- Document excerpt -
* * *

To maximize your Social Security income
To avoid losing Social Security to either income tax or through lowered benefits, many experts advise those planning to stay on the job to delay taking their Social Security for as long as possible. The longer you wait, the higher the monthly payout.
Your benefits will increase each year until you reach age 70. So if you continue working, you can get the most out of your benefits by waiting until then to begin taking Social Security. But at age 70, the payment to which you’re entitled is maxed out, so it makes no sense to delay beyond then.
You can work while receiving Social Security
Of course, you can work while you receive Social Security retirement (or survivors) benefits. Some people will find this results in a higher benefit for you in the future. Higher benefits can be important to you later in life and increase the future benefit amounts your family and your survivors could receive.
When to begin drawing on it
A consultation with a financial planner can be very helpful in evaluating the best time for you to begin drawing Social Security. Many planners look at the break-even age: If you start at 62 you receive a lower stream of payments, but you get it for more years, compared to starting at 70, when you’ll get a higher amount, but for fewer years.
So when does the cumulative total of the age 70 benefit exceed the total you’d get from applying at 62? Typically it’s around age 78. So many advisers ask about your family and personal life expectancy. To put it bluntly, do you think you’ll make it past 78? If so, other factors aside, it’s probably wise to stay in the workforce if necessary to avoid resorting to Social Security prior to age 70.

* * *

- Stored data -
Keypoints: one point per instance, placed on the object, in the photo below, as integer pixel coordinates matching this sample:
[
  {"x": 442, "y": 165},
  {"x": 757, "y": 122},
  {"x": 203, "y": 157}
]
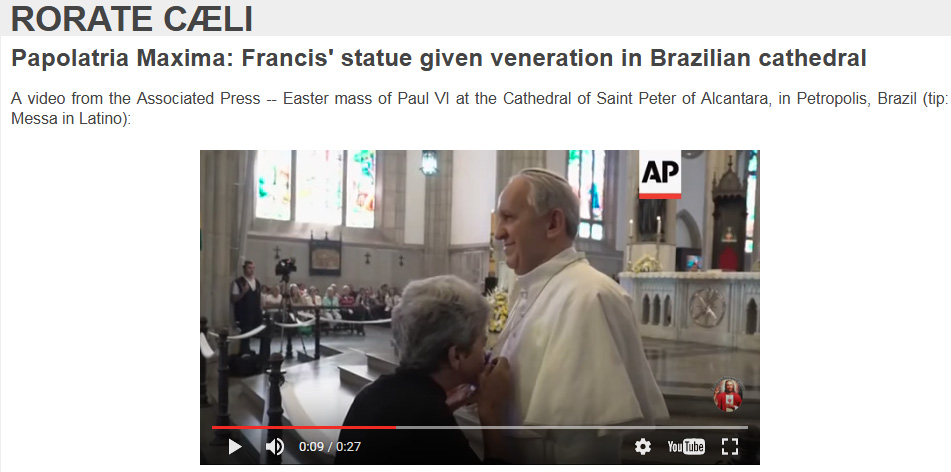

* * *

- What to do -
1. For each statement, say whether it agrees with the Social Security text, answering yes or no and quoting the deciding words from the text. (a) Monthly benefits keep rising each year after age 70. (b) A person can work while receiving Social Security retirement benefits. (c) The cumulative total from the age 70 benefit typically passes the age 62 total at around age 78.
2. Please extend the Social Security text, picking up after its final sentence.
The lines have nothing to do with the Social Security text.

- Results -
1.
(a) No: "at age 70, the payment to which you’re entitled is maxed out, so it makes no sense to delay beyond then."
(b) Yes: "Of course, you can work while you receive Social Security retirement (or survivors) benefits."
(c) Yes: "Typically it’s around age 78."

2.
Be sure to include an attorney in your Social Security decision-making process, as financial planners and advisors cannot give legal advice regarding Social Security.
Tax issues to consider
This is likely to be so even if it results in the need to draw more money out of your tax-deferred retirement savings such as a 401(k) or IRA. That is, it’s often better to do just that—pay income tax on the withdrawal and to delay taking Social Security. Remember, too, that you must begin tapping that IRA at around age 70 anyway, and the higher the account balance, the greater will be the annual minimum required distribution, as well as the tax on that greater distribution. In other words, by not drawing upon your IRA sooner rather than later, you might wind up having to take out more money from it each year than you need, at a greater overall tax cost.
Bottom line: In a great many scenarios, you will be better off using a combination of retirement employment and tax-deferred savings to live on while delaying your Social Security benefits until age 70.
Another reason to keep working
Another factor to consider is that your Social Security benefit is calculated by averaging your earnings in your 35 highest-paid working years. If your work history did not cover 35 years, the average will include zero earnings for the years you did not work, resulting in a lower benefit.
Therefore, if going back to work replaces zeros or low-earning years with higher-earning years, then your benefits will go up. You can check your earnings history in the Social Security statement that is available to you online at www.ssa.gov.
While you are working, your earnings will reduce your benefit amount—but only until you reach your full retirement age. After you reach full retirement age your Social Security benefit is recalculated, leaving out the months when you received reduced benefits due to your excess earnings.
Social Security uses a formula to determine how much your benefit must be reduced: if you are under full retirement age for the entire year, $1 is deducted from your benefit payments for every $2 you earn above the annual limit. For 2025, that limit is $23,400.
Starting with the month you reach full retirement age, you can get your benefits with no limit on your earnings.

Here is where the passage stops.